▶ [Instructions for the task] Look for the word "garment" in the entries below, then copy every line that has it.

Point localization data
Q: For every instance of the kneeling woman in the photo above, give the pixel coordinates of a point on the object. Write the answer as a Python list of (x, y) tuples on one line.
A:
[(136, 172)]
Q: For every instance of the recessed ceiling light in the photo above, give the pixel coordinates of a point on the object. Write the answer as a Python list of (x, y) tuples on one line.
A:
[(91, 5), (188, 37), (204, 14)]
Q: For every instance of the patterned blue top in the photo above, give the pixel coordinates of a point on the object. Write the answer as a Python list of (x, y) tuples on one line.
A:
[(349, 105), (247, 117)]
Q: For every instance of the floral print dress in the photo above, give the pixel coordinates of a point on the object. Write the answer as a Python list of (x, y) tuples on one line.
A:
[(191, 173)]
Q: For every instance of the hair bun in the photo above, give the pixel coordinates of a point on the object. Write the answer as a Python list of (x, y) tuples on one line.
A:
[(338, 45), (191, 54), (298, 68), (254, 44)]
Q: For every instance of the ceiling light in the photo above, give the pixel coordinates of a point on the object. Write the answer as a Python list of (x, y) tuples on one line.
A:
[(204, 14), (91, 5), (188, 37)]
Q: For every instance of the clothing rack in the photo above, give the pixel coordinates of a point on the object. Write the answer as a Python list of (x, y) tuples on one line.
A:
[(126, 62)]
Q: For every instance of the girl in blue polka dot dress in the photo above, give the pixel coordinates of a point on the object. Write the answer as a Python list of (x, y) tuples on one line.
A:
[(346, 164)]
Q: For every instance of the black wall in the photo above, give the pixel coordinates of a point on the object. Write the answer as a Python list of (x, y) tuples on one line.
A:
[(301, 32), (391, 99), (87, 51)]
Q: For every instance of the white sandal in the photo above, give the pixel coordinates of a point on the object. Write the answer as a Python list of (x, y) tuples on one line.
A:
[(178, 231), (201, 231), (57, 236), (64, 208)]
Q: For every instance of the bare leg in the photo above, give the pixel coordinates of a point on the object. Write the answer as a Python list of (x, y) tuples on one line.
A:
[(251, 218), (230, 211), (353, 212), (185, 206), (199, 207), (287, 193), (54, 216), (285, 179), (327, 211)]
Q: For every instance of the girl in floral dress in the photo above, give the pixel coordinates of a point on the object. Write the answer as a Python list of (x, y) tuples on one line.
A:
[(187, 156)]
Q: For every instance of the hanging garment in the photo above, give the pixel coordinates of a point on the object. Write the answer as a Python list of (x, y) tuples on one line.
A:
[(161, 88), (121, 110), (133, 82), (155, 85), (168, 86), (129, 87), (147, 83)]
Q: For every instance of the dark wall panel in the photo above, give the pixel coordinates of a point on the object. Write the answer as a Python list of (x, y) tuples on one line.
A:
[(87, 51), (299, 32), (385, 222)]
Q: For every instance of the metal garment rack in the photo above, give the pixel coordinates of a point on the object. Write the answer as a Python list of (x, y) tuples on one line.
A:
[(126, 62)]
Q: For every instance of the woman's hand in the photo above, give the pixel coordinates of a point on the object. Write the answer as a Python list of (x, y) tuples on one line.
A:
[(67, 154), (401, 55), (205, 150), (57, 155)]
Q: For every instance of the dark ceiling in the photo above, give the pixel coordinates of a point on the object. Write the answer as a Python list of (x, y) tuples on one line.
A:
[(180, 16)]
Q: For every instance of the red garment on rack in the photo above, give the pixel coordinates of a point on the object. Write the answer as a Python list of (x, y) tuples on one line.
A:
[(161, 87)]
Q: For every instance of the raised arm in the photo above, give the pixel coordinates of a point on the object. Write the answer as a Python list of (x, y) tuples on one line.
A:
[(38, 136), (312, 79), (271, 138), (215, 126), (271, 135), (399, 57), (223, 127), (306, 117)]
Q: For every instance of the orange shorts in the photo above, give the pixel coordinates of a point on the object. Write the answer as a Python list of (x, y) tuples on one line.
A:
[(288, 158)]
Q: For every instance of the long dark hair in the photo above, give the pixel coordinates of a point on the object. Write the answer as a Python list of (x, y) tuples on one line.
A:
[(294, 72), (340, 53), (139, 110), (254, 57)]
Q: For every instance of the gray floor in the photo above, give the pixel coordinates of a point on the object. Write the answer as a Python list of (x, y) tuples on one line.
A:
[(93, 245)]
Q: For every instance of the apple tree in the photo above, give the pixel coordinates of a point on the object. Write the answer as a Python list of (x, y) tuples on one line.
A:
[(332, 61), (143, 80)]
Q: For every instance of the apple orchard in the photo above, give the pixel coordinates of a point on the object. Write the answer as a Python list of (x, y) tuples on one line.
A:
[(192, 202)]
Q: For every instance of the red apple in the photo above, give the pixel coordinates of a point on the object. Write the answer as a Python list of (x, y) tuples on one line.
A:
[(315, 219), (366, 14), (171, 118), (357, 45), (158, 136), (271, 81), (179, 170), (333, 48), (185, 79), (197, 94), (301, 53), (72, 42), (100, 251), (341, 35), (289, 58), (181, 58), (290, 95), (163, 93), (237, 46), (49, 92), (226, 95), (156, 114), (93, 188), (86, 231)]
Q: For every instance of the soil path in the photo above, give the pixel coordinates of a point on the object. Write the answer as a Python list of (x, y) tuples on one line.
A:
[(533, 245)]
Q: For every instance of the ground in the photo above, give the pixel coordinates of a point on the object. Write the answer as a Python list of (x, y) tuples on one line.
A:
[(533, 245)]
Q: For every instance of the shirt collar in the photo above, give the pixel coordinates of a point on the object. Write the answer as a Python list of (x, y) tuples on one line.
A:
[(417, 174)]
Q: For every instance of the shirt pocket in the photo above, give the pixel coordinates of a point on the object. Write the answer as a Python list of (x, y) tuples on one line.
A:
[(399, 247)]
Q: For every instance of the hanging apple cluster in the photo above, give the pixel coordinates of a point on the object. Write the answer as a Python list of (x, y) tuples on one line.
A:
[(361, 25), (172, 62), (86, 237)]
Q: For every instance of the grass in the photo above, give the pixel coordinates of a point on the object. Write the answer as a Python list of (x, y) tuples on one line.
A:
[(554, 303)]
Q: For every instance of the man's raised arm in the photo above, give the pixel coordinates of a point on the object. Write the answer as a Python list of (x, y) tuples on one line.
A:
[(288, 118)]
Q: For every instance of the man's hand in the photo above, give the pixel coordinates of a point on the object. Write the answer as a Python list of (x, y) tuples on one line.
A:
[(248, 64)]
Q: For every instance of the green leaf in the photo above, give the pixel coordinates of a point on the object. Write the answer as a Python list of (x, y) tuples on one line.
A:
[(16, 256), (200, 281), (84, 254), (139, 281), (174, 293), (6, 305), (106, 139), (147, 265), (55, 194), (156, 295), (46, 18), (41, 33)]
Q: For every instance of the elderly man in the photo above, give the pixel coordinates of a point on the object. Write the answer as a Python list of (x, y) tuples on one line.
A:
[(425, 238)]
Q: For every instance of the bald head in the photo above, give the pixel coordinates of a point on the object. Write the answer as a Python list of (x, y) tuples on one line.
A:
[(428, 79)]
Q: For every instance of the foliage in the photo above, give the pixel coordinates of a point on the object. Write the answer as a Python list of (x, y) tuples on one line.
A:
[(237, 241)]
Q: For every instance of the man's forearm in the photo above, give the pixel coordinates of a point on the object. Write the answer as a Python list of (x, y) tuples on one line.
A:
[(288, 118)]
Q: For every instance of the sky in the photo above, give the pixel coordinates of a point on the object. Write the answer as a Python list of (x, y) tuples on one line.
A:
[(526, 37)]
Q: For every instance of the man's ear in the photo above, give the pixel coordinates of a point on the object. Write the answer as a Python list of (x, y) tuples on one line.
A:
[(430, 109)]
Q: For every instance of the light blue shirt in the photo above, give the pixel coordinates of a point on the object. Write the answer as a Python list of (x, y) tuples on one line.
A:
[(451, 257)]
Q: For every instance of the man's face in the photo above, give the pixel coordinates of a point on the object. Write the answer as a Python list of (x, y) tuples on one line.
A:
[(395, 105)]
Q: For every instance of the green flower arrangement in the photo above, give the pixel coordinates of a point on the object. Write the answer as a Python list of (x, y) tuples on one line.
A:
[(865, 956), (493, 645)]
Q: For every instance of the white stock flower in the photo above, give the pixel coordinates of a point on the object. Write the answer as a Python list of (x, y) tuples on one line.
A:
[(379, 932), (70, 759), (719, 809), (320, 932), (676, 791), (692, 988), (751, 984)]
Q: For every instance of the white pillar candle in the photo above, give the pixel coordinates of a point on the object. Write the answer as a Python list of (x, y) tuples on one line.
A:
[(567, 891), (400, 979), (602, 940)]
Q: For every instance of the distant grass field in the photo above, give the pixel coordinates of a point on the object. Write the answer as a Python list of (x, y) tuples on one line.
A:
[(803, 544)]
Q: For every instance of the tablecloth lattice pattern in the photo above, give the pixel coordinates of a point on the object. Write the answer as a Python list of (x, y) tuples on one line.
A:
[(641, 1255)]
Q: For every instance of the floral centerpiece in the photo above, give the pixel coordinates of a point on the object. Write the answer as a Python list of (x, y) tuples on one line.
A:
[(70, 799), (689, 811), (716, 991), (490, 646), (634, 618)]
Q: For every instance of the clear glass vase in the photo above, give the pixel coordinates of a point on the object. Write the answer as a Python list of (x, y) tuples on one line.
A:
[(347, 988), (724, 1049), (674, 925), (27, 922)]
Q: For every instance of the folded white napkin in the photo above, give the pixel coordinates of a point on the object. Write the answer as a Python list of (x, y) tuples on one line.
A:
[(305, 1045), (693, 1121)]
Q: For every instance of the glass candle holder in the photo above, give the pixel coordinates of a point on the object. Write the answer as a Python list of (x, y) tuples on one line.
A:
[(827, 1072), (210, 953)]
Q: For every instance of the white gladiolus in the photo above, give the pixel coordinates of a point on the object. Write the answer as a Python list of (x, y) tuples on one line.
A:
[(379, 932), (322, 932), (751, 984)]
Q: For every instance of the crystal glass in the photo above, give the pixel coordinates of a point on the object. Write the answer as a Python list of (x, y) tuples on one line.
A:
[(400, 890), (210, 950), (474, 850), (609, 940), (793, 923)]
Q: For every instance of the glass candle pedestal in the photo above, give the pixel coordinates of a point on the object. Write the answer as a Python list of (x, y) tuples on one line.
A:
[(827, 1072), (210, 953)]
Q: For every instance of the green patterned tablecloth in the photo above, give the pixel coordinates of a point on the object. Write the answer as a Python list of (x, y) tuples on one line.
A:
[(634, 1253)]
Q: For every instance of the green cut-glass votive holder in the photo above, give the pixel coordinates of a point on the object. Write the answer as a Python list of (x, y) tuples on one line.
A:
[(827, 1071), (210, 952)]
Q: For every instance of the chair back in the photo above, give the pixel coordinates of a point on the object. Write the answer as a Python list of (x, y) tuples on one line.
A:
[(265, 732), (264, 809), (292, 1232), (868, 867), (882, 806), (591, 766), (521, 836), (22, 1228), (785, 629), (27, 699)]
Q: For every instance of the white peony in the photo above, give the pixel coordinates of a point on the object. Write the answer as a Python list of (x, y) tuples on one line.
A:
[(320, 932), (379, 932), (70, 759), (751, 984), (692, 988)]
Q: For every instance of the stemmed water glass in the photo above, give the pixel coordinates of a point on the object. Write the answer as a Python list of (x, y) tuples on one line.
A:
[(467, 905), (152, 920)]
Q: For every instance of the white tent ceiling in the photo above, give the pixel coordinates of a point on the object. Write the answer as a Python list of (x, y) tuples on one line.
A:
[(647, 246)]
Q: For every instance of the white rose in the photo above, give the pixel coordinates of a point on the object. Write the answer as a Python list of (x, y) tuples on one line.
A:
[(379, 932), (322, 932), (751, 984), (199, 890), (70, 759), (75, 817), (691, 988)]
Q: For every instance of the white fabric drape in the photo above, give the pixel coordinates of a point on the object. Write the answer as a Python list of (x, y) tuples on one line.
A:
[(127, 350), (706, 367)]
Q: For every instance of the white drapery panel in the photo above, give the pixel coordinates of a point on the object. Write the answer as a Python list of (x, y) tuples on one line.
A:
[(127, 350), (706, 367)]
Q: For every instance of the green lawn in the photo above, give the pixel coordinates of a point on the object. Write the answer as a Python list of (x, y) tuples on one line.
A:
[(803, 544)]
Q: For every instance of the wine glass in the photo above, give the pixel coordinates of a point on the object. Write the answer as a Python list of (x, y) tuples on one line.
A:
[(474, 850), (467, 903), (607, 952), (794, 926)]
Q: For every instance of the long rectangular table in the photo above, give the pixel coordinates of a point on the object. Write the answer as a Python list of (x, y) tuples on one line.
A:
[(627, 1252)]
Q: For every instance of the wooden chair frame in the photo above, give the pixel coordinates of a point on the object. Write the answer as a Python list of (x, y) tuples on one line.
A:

▶ [Exercise result]
Q: For every instance of the hanging garment in the photo above, give the pixel coordinates of a point on the object. Write the answer as a Python list of (x, y) tuples on one line.
Q: For every instance of the metal garment rack in the photo above, give the pixel coordinates of a point on the object. Write the answer as a Python list of (x, y) tuples on one line.
Q: For every instance of the red garment on rack in the photo above, give the pixel coordinates of a point on the object. Write the answer as a Python list of (x, y) tuples on one line.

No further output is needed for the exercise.